• Objective: The listing below should be written out exactly; please include all of it.

(Stored records)
%%

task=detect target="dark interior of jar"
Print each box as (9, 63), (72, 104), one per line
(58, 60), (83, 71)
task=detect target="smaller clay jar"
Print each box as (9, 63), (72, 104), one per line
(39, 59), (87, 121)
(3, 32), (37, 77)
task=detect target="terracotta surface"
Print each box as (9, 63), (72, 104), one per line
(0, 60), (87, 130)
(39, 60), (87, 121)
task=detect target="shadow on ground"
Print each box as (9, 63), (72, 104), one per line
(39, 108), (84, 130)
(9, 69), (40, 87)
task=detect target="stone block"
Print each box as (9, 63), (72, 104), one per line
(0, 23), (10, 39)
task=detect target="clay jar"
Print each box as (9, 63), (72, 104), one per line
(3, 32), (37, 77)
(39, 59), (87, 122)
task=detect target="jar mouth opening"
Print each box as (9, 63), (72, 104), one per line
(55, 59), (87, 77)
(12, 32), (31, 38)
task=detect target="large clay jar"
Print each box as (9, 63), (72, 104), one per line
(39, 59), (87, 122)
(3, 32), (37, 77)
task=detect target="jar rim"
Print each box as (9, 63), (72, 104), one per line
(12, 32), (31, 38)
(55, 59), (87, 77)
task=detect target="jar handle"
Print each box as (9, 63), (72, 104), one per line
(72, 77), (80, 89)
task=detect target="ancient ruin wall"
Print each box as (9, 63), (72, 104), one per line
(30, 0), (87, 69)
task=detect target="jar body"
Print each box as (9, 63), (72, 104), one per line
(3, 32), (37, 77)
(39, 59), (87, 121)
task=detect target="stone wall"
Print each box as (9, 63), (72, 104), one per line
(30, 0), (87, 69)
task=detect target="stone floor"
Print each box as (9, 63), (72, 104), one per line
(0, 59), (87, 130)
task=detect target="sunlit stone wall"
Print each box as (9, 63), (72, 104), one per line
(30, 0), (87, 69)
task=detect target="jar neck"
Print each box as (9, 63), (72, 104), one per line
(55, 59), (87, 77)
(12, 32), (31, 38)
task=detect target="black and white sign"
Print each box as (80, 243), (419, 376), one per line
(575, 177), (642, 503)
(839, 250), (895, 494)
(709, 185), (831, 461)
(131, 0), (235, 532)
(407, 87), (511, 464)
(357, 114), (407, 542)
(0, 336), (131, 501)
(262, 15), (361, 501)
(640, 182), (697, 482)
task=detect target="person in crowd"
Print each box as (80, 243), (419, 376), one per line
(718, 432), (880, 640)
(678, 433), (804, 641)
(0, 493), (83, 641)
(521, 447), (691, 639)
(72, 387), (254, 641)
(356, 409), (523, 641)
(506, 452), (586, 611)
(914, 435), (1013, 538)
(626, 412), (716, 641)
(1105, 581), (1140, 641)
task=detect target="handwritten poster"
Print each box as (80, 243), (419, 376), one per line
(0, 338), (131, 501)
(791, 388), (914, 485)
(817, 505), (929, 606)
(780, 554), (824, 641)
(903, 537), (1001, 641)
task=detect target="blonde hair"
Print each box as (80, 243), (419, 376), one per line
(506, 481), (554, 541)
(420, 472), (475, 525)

%%

• The completed task:
task=detect target="dark interior of jar"
Print each box as (9, 63), (72, 104), one per line
(58, 60), (83, 71)
task=detect target="smaller clay jar"
Print each box as (9, 63), (72, 104), one per line
(39, 59), (87, 121)
(3, 32), (37, 77)
task=detect target="terracotta surface"
Print each box as (9, 63), (72, 104), one per line
(0, 60), (87, 130)
(39, 60), (87, 121)
task=detect target="shadow on ground"
Print each box as (9, 63), (72, 104), one per line
(39, 108), (84, 130)
(9, 69), (40, 87)
task=detect target="stone block"
Print each box as (9, 63), (72, 104), one per line
(0, 23), (10, 39)
task=detect target="clay jar"
Print each box as (9, 63), (72, 104), one per line
(3, 32), (37, 77)
(39, 59), (87, 122)
task=detect target="jar mouth opening"
Print each box as (9, 63), (72, 104), one per line
(55, 59), (87, 77)
(12, 32), (31, 38)
task=detect target="large clay jar"
Print each box as (9, 63), (72, 104), one per line
(39, 59), (87, 122)
(3, 32), (37, 77)
task=detect target="jar rim"
Print each box as (9, 63), (72, 104), one per line
(12, 32), (31, 38)
(55, 59), (87, 77)
task=detect target="jar handle"
Print each box as (9, 63), (72, 104), one per line
(72, 77), (80, 89)
task=detect target="ancient ruin wall"
Print each box as (9, 63), (72, 104), one per line
(30, 0), (87, 69)
task=detect target="jar body"
Print each box as (9, 63), (72, 104), one per line
(3, 32), (37, 77)
(39, 59), (87, 121)
task=detect target="stone wall"
Print each box as (9, 63), (72, 104), one per line
(30, 0), (87, 69)
task=detect target="stone floor"
Print each box as (9, 63), (72, 104), one per line
(0, 59), (87, 130)
task=detect target="sunlit stone wall"
Print each box as (9, 63), (72, 104), one per line
(30, 0), (87, 69)
task=detect target="jar neck"
Print each box as (9, 63), (72, 104), one per line
(55, 59), (87, 77)
(12, 32), (31, 38)
task=detect target="black and white sign"
Print each box as (80, 243), (419, 376), one per line
(575, 177), (642, 503)
(839, 250), (895, 494)
(709, 185), (831, 461)
(131, 0), (235, 532)
(407, 87), (511, 464)
(357, 114), (407, 542)
(0, 336), (131, 501)
(262, 15), (361, 501)
(640, 182), (697, 482)
task=detect target="person in crowd"
Print each box as (80, 243), (419, 376), one per line
(718, 432), (880, 640)
(678, 433), (804, 641)
(0, 493), (83, 641)
(521, 447), (691, 639)
(72, 387), (254, 641)
(356, 409), (523, 641)
(506, 452), (586, 611)
(914, 435), (1013, 538)
(626, 412), (716, 641)
(1105, 581), (1140, 641)
task=detect target="handwritten poster"
Print each box as (80, 243), (419, 376), one per line
(0, 338), (131, 501)
(791, 388), (914, 485)
(817, 505), (929, 606)
(780, 554), (824, 641)
(903, 537), (1001, 641)
task=detect target="blonde hair"
Print each box as (80, 243), (419, 376), one per line
(506, 481), (554, 541)
(420, 472), (475, 525)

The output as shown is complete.